Saved entries:
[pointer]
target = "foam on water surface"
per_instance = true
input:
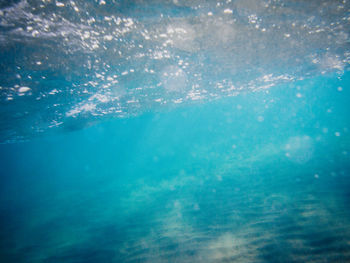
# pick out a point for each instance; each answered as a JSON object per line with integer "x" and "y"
{"x": 174, "y": 131}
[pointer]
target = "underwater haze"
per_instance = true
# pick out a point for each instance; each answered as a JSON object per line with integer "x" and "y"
{"x": 174, "y": 131}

§ What the task asks
Give the preceding data back exactly, minus every picture.

§ Response to the exercise
[pointer]
target = "foam on water surface"
per_instance = true
input:
# pick out a point for each instance; each answered as a JSON object per line with integer "x" and "y"
{"x": 174, "y": 131}
[pointer]
target = "underwater haze"
per_instance = true
# pick out a point for each instance; each answered as a JSON object per line with integer "x" and "y"
{"x": 174, "y": 131}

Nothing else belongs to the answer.